## TO DO
Line by line, repeat the material below exactly and skip the images.

◆ ◆ ◆ ◆ ◆

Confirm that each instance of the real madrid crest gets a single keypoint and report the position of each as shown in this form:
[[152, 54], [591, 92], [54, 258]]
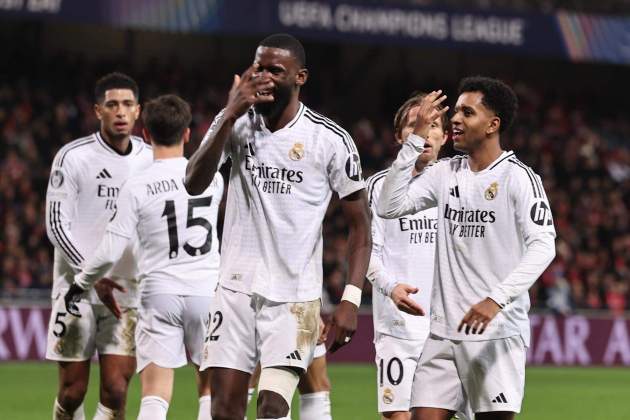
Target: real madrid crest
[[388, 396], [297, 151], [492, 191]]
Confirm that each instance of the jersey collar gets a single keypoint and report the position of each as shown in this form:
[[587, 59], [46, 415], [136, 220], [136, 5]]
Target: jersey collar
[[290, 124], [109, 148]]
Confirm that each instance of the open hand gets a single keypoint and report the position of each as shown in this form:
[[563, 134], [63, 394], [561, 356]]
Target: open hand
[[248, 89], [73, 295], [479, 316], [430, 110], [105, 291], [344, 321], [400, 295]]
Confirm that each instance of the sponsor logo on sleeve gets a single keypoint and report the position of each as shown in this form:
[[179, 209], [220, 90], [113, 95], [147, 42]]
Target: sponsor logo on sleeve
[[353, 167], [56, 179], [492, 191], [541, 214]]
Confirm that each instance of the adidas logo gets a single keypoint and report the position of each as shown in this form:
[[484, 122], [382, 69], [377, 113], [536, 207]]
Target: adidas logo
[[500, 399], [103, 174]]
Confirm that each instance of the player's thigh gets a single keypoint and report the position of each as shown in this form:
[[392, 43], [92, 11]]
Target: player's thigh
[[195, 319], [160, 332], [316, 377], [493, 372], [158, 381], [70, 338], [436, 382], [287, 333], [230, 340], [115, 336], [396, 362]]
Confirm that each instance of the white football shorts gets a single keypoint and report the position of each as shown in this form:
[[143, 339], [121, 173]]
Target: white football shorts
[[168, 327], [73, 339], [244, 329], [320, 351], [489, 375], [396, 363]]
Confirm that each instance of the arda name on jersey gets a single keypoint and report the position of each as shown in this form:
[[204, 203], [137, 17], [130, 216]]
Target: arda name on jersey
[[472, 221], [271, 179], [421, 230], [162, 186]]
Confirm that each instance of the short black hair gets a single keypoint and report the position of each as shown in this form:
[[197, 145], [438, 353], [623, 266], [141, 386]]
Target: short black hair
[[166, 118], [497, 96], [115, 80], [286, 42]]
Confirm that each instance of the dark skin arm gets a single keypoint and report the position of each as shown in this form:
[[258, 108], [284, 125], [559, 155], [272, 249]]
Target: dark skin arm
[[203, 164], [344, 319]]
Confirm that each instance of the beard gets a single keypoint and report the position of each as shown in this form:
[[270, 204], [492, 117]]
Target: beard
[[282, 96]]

◆ ◆ ◆ ◆ ◆

## ANSWER BOX
Confirm that each instance of the real madrid crest gets a single keypoint and report the position of each as shown in this form:
[[152, 54], [591, 92], [54, 258]]
Target: real madrid crest
[[388, 396], [297, 151], [492, 191]]
Confirm that each instance of the jersey collar gets a single keypoint and report the position of each as shown in this form:
[[587, 59], [46, 415], [136, 220], [136, 5]]
Target: jersey collar
[[290, 124], [109, 148]]
Confirm that each instance of the open hand gets a single keypoint and report the position of each as shown in this form:
[[563, 134], [63, 394], [561, 356]]
Target: open hand
[[248, 89], [73, 295], [479, 316], [430, 110], [105, 291], [344, 321], [400, 295]]
Confirm that each instance of the sponsor logo on sleeve gets a single keypoint and report the position of each as shown in this form:
[[179, 209], [220, 90], [113, 95], [147, 42]]
Target: sponsor logo on sleeve
[[353, 167], [56, 179], [492, 191], [541, 214]]
Confirm that each instance of the adidas logo gets a single keypoint and report the position of each as shown in this form:
[[484, 122], [382, 69], [377, 113], [536, 207]]
Target: adidas logo
[[500, 399], [103, 174]]
Confirm that each instance of the player's thigh gets a single keypoint and report the position of each as shown in this form:
[[392, 43], [92, 11]]
Target: player's thigh
[[195, 319], [160, 332], [316, 377], [493, 372], [158, 381], [70, 338], [436, 382], [287, 333], [230, 340], [115, 336], [396, 362]]
Confirm that each instance of the white football shorts gets a single keypoint and report the position of each as shown in this form:
[[143, 339], [121, 173]]
Target: white football shorts
[[168, 327], [73, 339], [244, 329], [320, 351], [489, 375], [396, 363]]
Confirm that each instance of the arda name on jersey gets a single keypoint and report the position of each as shown in this form:
[[204, 203], [137, 17], [130, 216]]
Target: arda name on jersey
[[472, 221], [271, 179], [421, 230], [162, 186]]
Confirm that each instance of the short black hair gets a single keypoint and report the position of each as shown in this form:
[[197, 145], [438, 353], [623, 266], [141, 386]]
Target: short black hair
[[166, 118], [497, 96], [115, 80], [286, 42]]
Confirm that each instance of the dark skin arm gets a single keypoint and report the position of each as shown in this form:
[[258, 108], [284, 125], [559, 155], [272, 249]]
Target: dark skin arm
[[203, 164], [344, 319]]
Confirm that each instance of the beard gets a single keypoint and report the position of each as shown in this form:
[[270, 204], [492, 117]]
Target: beard
[[282, 96]]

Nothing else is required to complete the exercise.